Presenziava alla riunione anche il direttore generale dell’Organizzazione mondiale della sanità, l’etiopico di origine eritrea Tedros Adhanom Ghebreyesus, che ha sottolineato «come manchino in numerosi Paesi africani gli apparecchi per l’assistenza respiratoria, e questo è motivo di preoccupazione». Dall’Oms è perciò partito un appello per il reperimento di 675 milioni di dollari al fine di aiutare anzitutto 13 Paesi ritenuti prioritari, che sono: Algeria, Angola, Costa d’Avorio, Etiopia, Ghana, Kenya, Mauritius, Nigeria, Rd Congo, Sudafrica, Tanzania, Uganda, Zambia. Si tratta dei Paesi che mantengono le relazioni più intense con la Cina.

Collegamenti aerei: chi li interrompe e chi no (e perché)

L’aeroporto sudafricano di Johannesburg, in particolare, viene considerato il punto d’ingresso più probabile all’interno di un continente che, come lo definisce il settimanale Jeune Afrique, è da considerarsi in questa epidemia il «tallone d’Achille» benché fra tutte le regioni del mondo la più indenne – a meno che i primi contagiati non siano semplicemente stati identificati.

A ogni buon conto, il Sudafrica ha cancellato, nonostante l’insistenza della Japan Football Association, l’amichevole con il Giappone che doveva disputare il 27 marzo a Kyoto. Anche la nazionale olimpica della Costa d’Avorio sarebbe attesa in Giappone, il 30 marzo, per un match “di riscaldamento” in vista delle Olimpiadi di luglio-agosto.

Quanto ai voli con e dalla Cina, diverse compagnie aeree africane, tra cui quella keniana, li hanno interrotti; le altre, tra cui Ethiopian Airlines, che da sola assicura la metà dei collegamenti con la “terra di mezzo”, continuano i loro viaggi. Bisogna dire che l’Oms non ha consigliato restrizioni, limitandosi a fare un energico richiamo di attenzione soprattutto ai 13 Paesi predetti. Posizione ribadita dal presidente della Commissione dell’Ua, Moussa Faki Mahamat, con un vigoroso appello ad «adottare misure drastiche di prevenzione e di controllo».

Da parte sua, in un articolo apparso su Nature, il direttore di Africa Centers for Disease Control and Prevention, dr. John Nkengasong, osserva che, sì, nel 2002, in Africa si registrò un solo caso di Sars (in Sudafrica), ma che «il traffico aereo tra Cina e Africa è cresciuto di oltre il 600% in quest’ultimo decennio»

------------------------------------------------------------

● Consegna A: Nel brano sull'epidemia in Africa, quale compagnia aerea assicura da sola la metà dei collegamenti con la Cina?
● Consegna B: Riassumi in due frasi il brano sull'epidemia in Africa.
● Consegna C: Prosegui il brano sull'epidemia in Africa dal punto in cui si interrompe.
Le voci non hanno alcun ruolo in questo lavoro.

Voci tratte da una raccolta di dati
------------------------------------------------------------

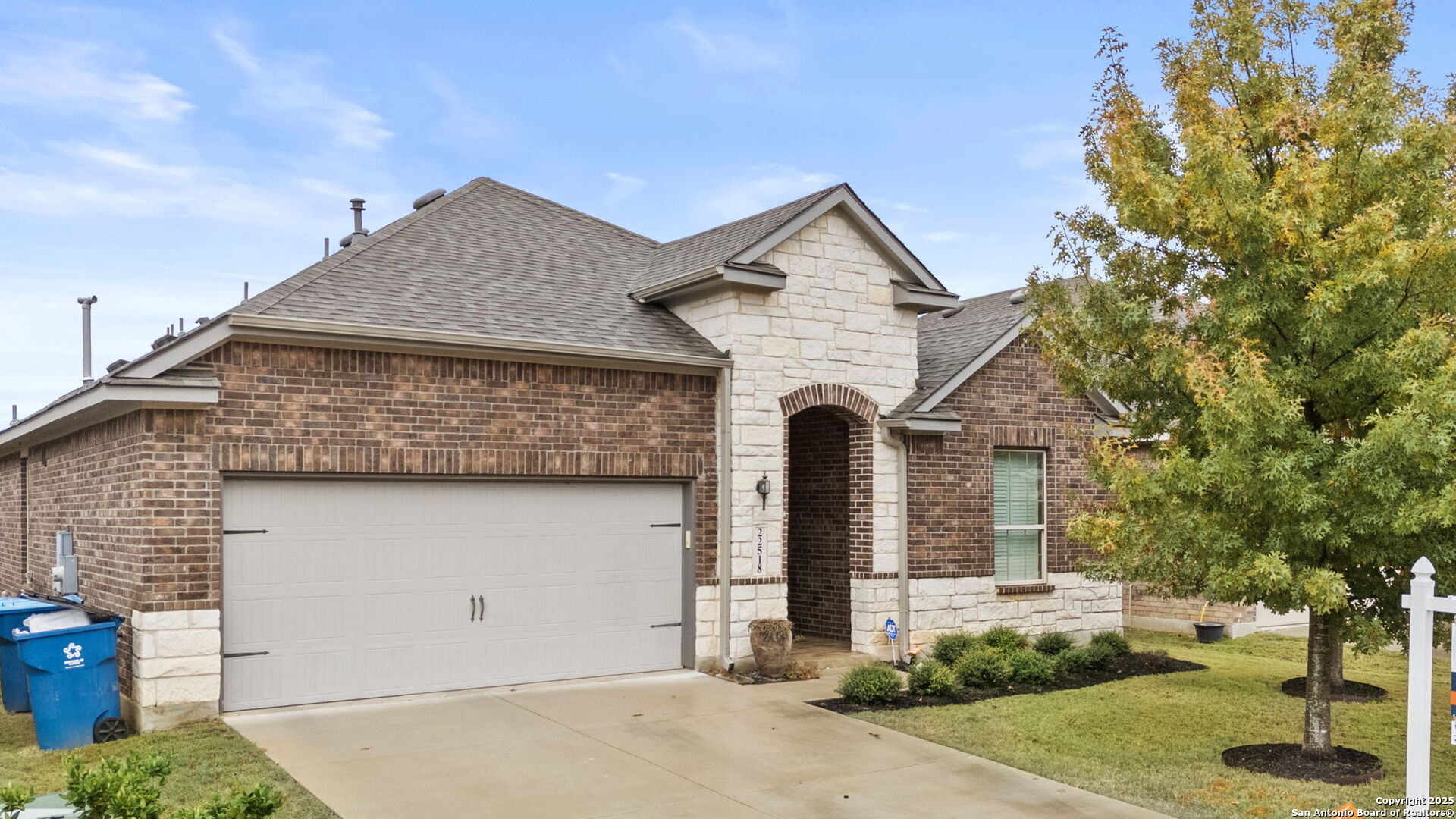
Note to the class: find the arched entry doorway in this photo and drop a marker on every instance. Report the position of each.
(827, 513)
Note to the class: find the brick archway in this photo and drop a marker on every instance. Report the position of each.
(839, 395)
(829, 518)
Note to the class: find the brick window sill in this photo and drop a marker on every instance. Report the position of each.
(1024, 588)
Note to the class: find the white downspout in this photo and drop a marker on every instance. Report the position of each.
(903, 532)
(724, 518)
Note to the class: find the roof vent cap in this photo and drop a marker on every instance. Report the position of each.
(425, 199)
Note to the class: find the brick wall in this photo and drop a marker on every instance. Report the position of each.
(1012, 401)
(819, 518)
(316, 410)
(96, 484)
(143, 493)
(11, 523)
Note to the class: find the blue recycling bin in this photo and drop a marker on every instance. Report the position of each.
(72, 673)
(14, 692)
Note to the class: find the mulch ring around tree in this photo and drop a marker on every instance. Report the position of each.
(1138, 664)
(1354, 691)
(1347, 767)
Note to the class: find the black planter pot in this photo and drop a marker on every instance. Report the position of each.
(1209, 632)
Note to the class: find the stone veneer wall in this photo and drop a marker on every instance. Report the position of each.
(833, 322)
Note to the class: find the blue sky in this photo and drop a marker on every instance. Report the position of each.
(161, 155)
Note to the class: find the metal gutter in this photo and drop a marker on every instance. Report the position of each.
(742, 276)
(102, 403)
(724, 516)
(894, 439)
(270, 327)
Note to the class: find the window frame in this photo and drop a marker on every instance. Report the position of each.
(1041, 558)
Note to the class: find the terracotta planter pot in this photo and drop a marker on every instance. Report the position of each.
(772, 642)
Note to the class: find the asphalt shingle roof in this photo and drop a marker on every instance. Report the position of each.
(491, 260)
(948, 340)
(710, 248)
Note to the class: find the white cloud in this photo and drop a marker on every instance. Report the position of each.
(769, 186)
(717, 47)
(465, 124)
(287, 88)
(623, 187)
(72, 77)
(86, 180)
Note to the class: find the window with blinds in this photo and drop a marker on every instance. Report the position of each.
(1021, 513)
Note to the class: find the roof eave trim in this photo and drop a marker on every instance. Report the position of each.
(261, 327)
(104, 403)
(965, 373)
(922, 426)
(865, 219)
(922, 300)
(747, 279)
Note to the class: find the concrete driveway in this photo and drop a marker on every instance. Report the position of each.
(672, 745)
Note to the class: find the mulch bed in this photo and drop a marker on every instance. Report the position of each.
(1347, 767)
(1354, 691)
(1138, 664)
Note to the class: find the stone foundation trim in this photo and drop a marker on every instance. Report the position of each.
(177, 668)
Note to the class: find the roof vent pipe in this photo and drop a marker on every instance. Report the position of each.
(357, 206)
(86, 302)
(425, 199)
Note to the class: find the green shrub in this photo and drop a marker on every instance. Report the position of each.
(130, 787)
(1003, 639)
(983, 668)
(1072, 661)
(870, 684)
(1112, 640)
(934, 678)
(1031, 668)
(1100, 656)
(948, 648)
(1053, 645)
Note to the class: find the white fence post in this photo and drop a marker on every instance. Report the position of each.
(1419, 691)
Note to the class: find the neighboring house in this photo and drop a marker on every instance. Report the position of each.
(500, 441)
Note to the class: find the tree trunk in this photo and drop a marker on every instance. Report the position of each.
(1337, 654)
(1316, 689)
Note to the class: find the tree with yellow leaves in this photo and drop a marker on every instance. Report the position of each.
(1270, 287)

------------------------------------------------------------

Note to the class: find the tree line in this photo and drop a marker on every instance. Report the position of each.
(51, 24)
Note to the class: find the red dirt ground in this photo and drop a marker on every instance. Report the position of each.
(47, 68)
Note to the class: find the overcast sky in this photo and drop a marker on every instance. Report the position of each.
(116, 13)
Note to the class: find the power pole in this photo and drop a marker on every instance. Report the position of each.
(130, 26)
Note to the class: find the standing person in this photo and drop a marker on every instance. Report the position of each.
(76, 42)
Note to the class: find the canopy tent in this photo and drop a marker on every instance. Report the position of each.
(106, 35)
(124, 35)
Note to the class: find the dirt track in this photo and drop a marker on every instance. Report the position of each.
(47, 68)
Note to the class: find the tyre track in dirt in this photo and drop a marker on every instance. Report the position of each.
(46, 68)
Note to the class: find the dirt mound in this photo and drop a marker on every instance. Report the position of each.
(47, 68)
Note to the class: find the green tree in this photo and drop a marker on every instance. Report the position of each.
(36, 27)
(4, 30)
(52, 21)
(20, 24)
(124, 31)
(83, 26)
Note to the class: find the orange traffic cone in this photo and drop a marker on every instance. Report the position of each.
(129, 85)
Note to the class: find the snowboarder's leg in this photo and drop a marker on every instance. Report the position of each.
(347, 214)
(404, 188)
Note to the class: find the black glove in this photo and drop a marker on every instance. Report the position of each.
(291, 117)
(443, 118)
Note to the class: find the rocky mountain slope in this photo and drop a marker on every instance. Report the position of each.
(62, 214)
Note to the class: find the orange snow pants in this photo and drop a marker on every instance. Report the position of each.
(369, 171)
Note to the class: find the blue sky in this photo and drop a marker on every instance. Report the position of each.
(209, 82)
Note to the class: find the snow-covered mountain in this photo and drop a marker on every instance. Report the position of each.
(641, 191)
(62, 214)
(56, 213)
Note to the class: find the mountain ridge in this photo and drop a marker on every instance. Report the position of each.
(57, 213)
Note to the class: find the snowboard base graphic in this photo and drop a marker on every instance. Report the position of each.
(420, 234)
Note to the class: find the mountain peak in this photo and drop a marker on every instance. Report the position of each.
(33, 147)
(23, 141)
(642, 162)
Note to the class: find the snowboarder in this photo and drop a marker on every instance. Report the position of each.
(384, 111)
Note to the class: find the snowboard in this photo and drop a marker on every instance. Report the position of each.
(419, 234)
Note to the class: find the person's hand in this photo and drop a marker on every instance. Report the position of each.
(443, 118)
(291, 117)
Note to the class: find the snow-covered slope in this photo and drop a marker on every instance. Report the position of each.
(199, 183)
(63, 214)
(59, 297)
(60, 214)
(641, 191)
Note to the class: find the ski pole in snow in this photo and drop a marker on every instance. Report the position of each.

------------------------------------------------------------

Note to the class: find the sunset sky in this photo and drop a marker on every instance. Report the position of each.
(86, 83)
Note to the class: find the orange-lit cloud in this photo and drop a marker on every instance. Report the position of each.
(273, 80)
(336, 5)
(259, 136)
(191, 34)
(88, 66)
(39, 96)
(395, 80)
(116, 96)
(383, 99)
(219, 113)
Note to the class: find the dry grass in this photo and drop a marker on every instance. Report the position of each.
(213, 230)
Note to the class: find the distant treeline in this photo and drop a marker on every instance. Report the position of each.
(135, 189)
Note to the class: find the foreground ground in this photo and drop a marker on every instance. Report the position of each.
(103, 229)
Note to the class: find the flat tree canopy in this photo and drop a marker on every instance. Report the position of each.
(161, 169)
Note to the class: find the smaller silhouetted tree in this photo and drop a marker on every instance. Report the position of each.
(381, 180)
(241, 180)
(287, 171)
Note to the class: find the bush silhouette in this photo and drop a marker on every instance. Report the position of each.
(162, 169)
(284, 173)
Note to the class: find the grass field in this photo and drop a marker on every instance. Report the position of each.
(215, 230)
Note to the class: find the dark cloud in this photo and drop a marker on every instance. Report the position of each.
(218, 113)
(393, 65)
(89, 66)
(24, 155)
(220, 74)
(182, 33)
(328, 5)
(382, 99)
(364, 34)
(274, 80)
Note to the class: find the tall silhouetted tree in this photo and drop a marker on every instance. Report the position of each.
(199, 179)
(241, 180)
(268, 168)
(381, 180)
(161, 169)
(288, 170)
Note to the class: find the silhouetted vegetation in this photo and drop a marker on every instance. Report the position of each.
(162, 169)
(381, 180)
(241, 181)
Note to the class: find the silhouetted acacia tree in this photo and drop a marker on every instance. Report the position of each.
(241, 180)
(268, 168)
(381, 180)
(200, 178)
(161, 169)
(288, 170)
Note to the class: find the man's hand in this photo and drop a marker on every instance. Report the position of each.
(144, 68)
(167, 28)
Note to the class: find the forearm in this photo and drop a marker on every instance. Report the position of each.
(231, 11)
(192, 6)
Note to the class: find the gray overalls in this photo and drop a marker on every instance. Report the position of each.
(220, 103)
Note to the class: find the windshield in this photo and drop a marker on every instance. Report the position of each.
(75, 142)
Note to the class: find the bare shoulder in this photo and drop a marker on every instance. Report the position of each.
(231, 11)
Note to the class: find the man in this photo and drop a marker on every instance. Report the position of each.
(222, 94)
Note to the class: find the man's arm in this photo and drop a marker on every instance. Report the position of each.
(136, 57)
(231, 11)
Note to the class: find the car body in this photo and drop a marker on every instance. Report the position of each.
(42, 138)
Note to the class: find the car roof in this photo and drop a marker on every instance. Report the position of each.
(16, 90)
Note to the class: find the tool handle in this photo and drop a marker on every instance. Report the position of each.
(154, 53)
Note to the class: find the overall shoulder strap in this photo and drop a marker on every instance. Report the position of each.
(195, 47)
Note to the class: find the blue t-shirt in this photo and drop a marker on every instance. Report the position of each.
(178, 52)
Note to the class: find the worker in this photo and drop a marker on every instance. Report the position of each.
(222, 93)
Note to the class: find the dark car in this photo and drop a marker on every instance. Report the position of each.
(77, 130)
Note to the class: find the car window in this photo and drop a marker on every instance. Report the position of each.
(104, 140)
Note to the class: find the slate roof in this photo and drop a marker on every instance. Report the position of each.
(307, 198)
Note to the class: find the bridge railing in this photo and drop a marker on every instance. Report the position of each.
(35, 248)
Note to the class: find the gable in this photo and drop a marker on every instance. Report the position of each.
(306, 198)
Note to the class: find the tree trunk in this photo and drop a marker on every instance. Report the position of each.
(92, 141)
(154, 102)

------------------------------------------------------------

● Spazio risposta A: Ethiopian Airlines.

● Spazio risposta B: L'Oms, preoccupata per la mancanza di apparecchi per l'assistenza respiratoria in numerosi Paesi africani, ha lanciato un appello per reperire 675 milioni di dollari destinati anzitutto a 13 Paesi prioritari, quelli con le relazioni più intense con la Cina. Alcune compagnie aeree africane hanno interrotto i voli con la Cina, mentre altre, come Ethiopian Airlines, li proseguono, e secondo John Nkengasong il traffico aereo tra Cina e Africa è cresciuto di oltre il 600% nell'ultimo decennio.

● Spazio risposta C:
Annotiamo, a margine, che alla riunione dell’Oms di sabato nella capitale etiopica era presente anche l’ambasciatore cinese presso l’Unione africana (Ua), Liu Yuxi, il quale ha esortato ad alleggerire le restrizioni sugli spostamenti. «Il panico eccessivo – ha affermato – potrebbe in realtà far aumentare la malattia». E in effetti non mancano i Paesi africani sensibili a non compromettere le relazioni con Pechino. (Anche senza arrivare al punto della Guinea Equatoriale che ha annunciato una donazione alla Cina…).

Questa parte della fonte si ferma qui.